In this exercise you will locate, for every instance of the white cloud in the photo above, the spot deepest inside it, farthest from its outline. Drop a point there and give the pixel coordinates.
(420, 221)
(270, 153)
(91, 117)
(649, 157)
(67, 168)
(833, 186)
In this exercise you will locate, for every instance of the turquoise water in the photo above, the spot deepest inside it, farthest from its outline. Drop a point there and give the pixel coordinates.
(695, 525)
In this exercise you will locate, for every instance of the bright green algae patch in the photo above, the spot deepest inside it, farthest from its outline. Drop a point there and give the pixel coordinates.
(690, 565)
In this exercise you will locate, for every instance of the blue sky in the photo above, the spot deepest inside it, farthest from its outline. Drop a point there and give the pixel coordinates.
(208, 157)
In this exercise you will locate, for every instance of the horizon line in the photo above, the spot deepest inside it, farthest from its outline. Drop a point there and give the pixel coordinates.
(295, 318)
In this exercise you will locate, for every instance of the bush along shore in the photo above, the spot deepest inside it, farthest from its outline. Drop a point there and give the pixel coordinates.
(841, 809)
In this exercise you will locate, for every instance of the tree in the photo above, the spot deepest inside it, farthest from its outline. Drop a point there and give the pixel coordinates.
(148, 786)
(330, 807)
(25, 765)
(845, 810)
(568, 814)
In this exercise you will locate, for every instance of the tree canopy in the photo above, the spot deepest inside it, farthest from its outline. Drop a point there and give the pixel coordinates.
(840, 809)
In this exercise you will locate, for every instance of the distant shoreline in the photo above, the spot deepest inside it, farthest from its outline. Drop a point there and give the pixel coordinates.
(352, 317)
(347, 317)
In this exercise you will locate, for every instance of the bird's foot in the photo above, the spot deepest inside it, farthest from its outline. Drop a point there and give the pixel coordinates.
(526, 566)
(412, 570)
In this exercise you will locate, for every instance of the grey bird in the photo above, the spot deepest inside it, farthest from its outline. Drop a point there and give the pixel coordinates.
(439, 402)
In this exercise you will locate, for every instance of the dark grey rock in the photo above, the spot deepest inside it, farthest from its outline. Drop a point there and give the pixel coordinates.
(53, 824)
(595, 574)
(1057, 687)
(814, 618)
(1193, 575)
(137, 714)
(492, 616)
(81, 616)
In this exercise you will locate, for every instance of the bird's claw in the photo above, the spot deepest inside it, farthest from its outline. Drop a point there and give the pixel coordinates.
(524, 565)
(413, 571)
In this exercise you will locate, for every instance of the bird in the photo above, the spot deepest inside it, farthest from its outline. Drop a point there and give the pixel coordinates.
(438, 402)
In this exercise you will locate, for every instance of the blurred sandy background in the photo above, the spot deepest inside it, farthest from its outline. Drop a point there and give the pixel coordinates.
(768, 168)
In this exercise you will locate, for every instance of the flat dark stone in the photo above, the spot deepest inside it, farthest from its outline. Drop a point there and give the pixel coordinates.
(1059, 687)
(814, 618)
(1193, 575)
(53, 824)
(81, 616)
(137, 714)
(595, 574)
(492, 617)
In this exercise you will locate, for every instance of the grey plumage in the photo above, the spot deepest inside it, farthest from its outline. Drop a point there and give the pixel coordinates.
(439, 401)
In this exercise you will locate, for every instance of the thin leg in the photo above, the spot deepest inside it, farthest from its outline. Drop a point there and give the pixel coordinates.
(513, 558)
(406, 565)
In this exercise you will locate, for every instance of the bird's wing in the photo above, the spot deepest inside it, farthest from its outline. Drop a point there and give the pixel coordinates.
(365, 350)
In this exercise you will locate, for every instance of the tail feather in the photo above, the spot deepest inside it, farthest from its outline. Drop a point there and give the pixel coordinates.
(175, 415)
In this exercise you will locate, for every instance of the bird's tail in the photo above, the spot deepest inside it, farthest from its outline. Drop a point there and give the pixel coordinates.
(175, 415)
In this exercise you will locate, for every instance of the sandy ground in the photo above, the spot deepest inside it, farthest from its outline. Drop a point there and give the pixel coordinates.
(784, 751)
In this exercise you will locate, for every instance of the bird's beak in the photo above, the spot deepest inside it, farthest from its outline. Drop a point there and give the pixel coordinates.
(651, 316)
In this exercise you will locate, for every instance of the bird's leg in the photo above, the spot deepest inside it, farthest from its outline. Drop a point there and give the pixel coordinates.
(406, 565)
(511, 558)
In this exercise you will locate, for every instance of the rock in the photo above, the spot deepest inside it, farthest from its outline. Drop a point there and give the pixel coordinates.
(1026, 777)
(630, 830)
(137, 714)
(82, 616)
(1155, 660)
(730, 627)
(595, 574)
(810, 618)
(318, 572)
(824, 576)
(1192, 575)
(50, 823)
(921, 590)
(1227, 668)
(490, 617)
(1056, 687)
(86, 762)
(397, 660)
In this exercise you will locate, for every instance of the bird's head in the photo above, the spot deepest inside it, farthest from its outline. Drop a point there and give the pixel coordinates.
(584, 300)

------

§ EXERCISE REQUIREMENTS:
Convert all of the data above into a Markdown table with the columns Row and Text, numbering each line and omitting any blank lines.

§ TASK OUTPUT:
| Row | Text |
|---|---|
| 1 | In this exercise you will locate, for every instance of the white cloud in the photo above, the spot deepest inside it, farthest from its outline. Drop a point there and give the pixel coordinates. |
| 2 | (420, 221) |
| 3 | (270, 153) |
| 4 | (91, 117) |
| 5 | (649, 157) |
| 6 | (67, 168) |
| 7 | (833, 186) |
| 8 | In this exercise you will locate, for every instance of the turquoise water in the photo above, the spot deepest inside it, farthest from its outline. Drop a point there and give the pixel coordinates. |
| 9 | (695, 525) |
| 10 | In this exercise you will locate, for every instance of the bright green algae patch in the photo above, the spot deepest inside it, farthest from its outline. Drop a point there and give the pixel coordinates. |
| 11 | (690, 565) |
| 12 | In this exercise you will locate, for every instance of the blue sky in the photo above, the spot deepest inside it, farthest from its outline. Drop a point there and give the pixel coordinates. |
| 13 | (208, 157) |
| 14 | In this exercise you will locate, for every instance of the horizon line in the photo above, the spot deepest inside it, farthest from its outline. Drop a point there and give the pixel coordinates. |
| 15 | (295, 318) |
| 16 | In this exercise you will locate, for every instance of the bush along shore in the photo above, the spot deepest inside it, farthest from its outline. Drop a point there and give the pixel coordinates. |
| 17 | (841, 809) |
| 18 | In this exercise you will locate, for every instance of the tree in the photo above, the spot deepest inside it, farthest from its outline. Drop a point there and give the pixel coordinates. |
| 19 | (148, 786) |
| 20 | (330, 807) |
| 21 | (25, 765) |
| 22 | (845, 810) |
| 23 | (568, 814) |
| 24 | In this exercise you will locate, for every instance of the tree canopy in the photo above, the spot deepest inside it, farthest from its outline. Drop a point there and give the pixel coordinates. |
| 25 | (840, 809) |
| 26 | In this exercise you will locate, for every instance of the distant shoreline in the photo above, the spot deepest inside it, farthest from its outline. Drop a point there and give the pixel coordinates. |
| 27 | (352, 317) |
| 28 | (347, 317) |
| 29 | In this exercise you will locate, for every instance of the bird's foot in the photo above, the spot deepest inside it, farthest from its outline. Drop a point there and give the pixel coordinates. |
| 30 | (526, 566) |
| 31 | (412, 570) |
| 32 | In this exercise you will locate, for every instance of the grey bird in the photo above, the spot deepest inside it, farthest from its outline. Drop a point there and give the pixel coordinates. |
| 33 | (439, 402) |
| 34 | In this exercise you will locate, for every instance of the dark grey rock in the photo above, the spot deepest inside it, farthest from its outline. Drop a point there and give the pixel coordinates. |
| 35 | (53, 824) |
| 36 | (595, 574) |
| 37 | (1057, 687) |
| 38 | (814, 618) |
| 39 | (1193, 575) |
| 40 | (137, 714) |
| 41 | (492, 616) |
| 42 | (81, 616) |
| 43 | In this exercise you will locate, for every instance of the bird's claw in the photo above, the spot deepest inside it, farthest from its outline. Drop a point there and give the pixel coordinates. |
| 44 | (524, 565) |
| 45 | (413, 571) |
| 46 | In this exercise you will locate, for every instance of the bird in the photo above, the spot deepest inside it, farthest from its outline. Drop a point there and give the pixel coordinates. |
| 47 | (438, 402) |
| 48 | In this exercise you will locate, for every instance of the blurred sandy background in the photo above, the spot deepest inside it, farthest from its outline. Drop a point there and give the pixel coordinates. |
| 49 | (768, 168) |
| 50 | In this exercise you will locate, for every instance of the flat dark stone in the photo above, the spot deepest inside it, farthest from its outline. Drop a point there and give the pixel coordinates. |
| 51 | (1059, 687) |
| 52 | (814, 618) |
| 53 | (1193, 575) |
| 54 | (53, 824) |
| 55 | (81, 616) |
| 56 | (137, 714) |
| 57 | (595, 574) |
| 58 | (492, 617) |
| 59 | In this exercise you will locate, for every instance of the grey plumage in the photo above, the spot deepest inside it, farthest from its outline. Drop a point there and give the pixel coordinates. |
| 60 | (439, 401) |
| 61 | In this exercise you will locate, for every instance of the thin leg in the photo above, the spot deepest inside it, farthest from its outline. Drop a point there and give the pixel coordinates. |
| 62 | (513, 558) |
| 63 | (406, 565) |
| 64 | In this exercise you will locate, for every instance of the bird's wing in the photo above, the spot deepest inside it, farthest from its outline. Drop a point there and give the pixel coordinates. |
| 65 | (365, 350) |
| 66 | In this exercise you will locate, for every instance of the tail feather in the photo above, the spot deepest inside it, farthest from its outline. Drop a point there and give the pixel coordinates. |
| 67 | (175, 415) |
| 68 | In this exercise you will locate, for every instance of the bird's tail in the photo above, the spot deepest inside it, farthest from its outline. Drop a point there and give the pixel coordinates. |
| 69 | (175, 415) |
| 70 | In this exercise you will locate, for every instance of the sandy ground in the photo above, the spot deepest inside it, farthest from its outline. Drop a point there and give the pixel coordinates. |
| 71 | (784, 751) |
| 72 | In this exercise you will locate, for every instance of the bird's beak in the photo above, the spot deepest inside it, farthest from its outline. Drop a point there and give the pixel coordinates. |
| 73 | (651, 316) |
| 74 | In this exercise you will locate, for every instance of the bird's leg in the photo above, the spot deepest inside it, farthest from its outline. Drop a point there and give the pixel coordinates. |
| 75 | (406, 565) |
| 76 | (511, 558) |
| 77 | In this exercise you will locate, for every instance of the rock in the photo above, the spot deepest inside it, farthest from its outline. Drop a point there and give the pixel coordinates. |
| 78 | (1026, 777) |
| 79 | (630, 830) |
| 80 | (137, 714) |
| 81 | (82, 616) |
| 82 | (1155, 660) |
| 83 | (730, 627) |
| 84 | (595, 574) |
| 85 | (810, 618) |
| 86 | (318, 572) |
| 87 | (824, 576) |
| 88 | (1192, 575) |
| 89 | (50, 823) |
| 90 | (921, 590) |
| 91 | (1227, 668) |
| 92 | (490, 617) |
| 93 | (1056, 687) |
| 94 | (86, 762) |
| 95 | (397, 660) |
| 96 | In this exercise you will locate, for every instance of the bird's head in the photo above, the spot deepest inside it, farthest from its outline. Drop a point there and give the pixel coordinates. |
| 97 | (584, 300) |